** Task details **
Reproduce everything from the line containing "the black shoe?" down to the line containing "[420,554,551,600]", swapping "whereabouts" for "location" throughout and leaving all else in that material unchanged.

** Task inputs **

_____

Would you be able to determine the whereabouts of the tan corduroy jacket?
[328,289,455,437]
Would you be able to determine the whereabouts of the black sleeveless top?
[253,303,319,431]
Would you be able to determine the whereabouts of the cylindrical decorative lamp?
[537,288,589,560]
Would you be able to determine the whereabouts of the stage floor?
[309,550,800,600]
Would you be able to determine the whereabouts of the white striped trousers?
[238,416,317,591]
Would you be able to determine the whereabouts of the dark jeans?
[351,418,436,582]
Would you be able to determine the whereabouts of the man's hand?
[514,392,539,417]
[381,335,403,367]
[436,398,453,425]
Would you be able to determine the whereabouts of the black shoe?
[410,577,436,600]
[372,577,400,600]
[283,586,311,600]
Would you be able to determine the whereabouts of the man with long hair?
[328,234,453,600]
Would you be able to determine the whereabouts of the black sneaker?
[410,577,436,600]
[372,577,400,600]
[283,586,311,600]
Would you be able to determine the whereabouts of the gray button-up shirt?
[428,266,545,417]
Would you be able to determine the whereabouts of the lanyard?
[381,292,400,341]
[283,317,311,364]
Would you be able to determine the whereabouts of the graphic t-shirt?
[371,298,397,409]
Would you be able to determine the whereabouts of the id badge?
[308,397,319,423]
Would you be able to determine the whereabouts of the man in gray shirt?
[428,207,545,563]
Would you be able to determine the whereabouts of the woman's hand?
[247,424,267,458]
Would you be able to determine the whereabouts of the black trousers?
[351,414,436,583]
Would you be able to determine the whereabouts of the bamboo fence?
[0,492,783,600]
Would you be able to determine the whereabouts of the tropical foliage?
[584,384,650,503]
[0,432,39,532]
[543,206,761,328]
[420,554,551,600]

_____

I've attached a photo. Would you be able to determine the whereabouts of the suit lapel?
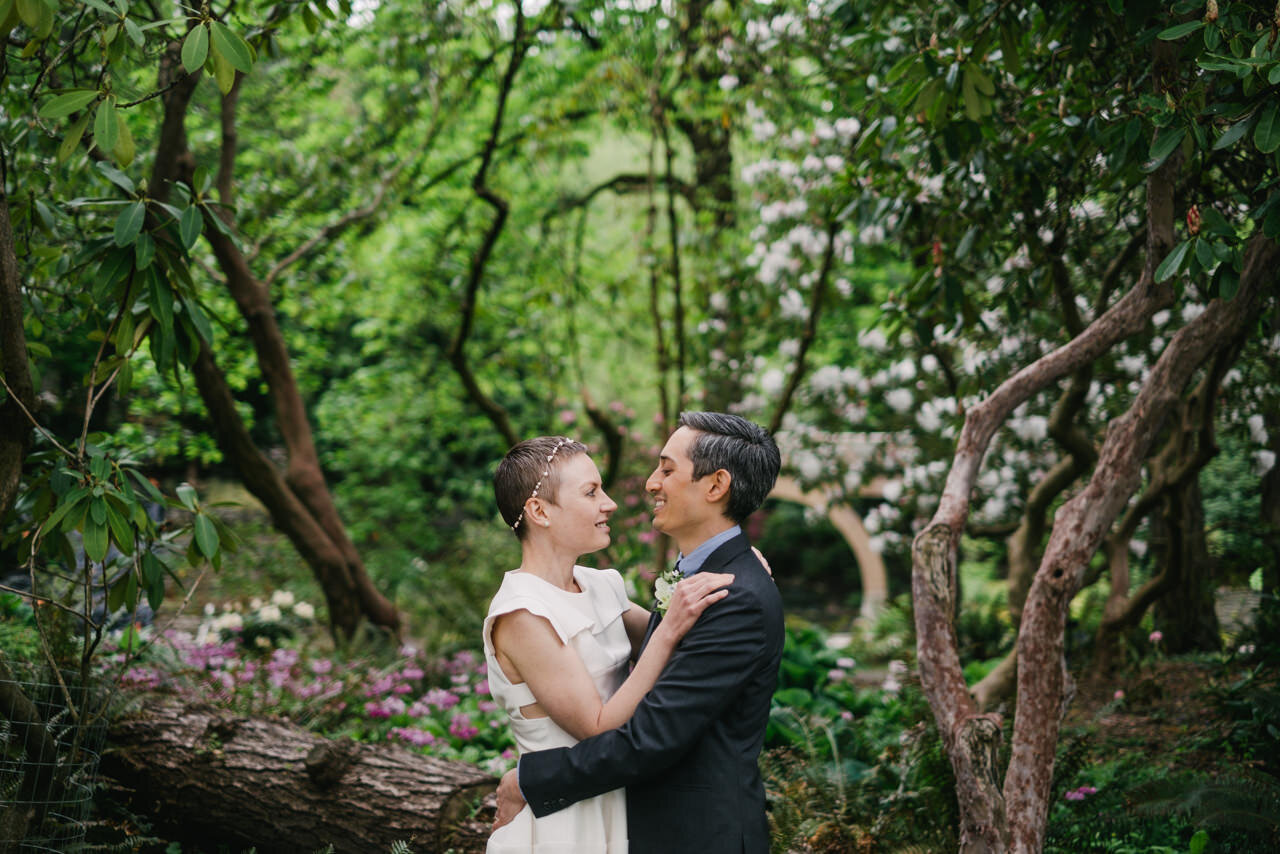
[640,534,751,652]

_____

** Exercise solution **
Would you be able to determine the location of the black shoe?
[410,577,436,600]
[372,577,400,600]
[283,586,311,600]
Would you be able to determine the location of the man with long hair?
[328,234,453,600]
Would you be able to determine the location of the black sneaker?
[410,577,436,600]
[372,577,400,600]
[283,586,311,600]
Would you be able to determine the location of the gray button-up shirt?
[428,266,545,417]
Would you be able to determine the location of the lanyard?
[381,292,400,341]
[283,317,311,364]
Would you be able to determine the location of the graphic t-shirt?
[371,298,397,409]
Would you be able to determine the location of the id badge?
[308,397,319,423]
Would you be able to determine the location of the man in gray shirt?
[428,207,545,563]
Would you be able to determine the location of the woman's hand?
[247,424,267,458]
Would you be able to determine the location of the black trousers?
[351,414,436,583]
Would you be able to determine the location of the bamboo fence?
[0,492,783,600]
Would you be able to determine the location of the tropical foliage?
[584,384,650,503]
[0,432,39,532]
[543,206,761,328]
[420,554,551,600]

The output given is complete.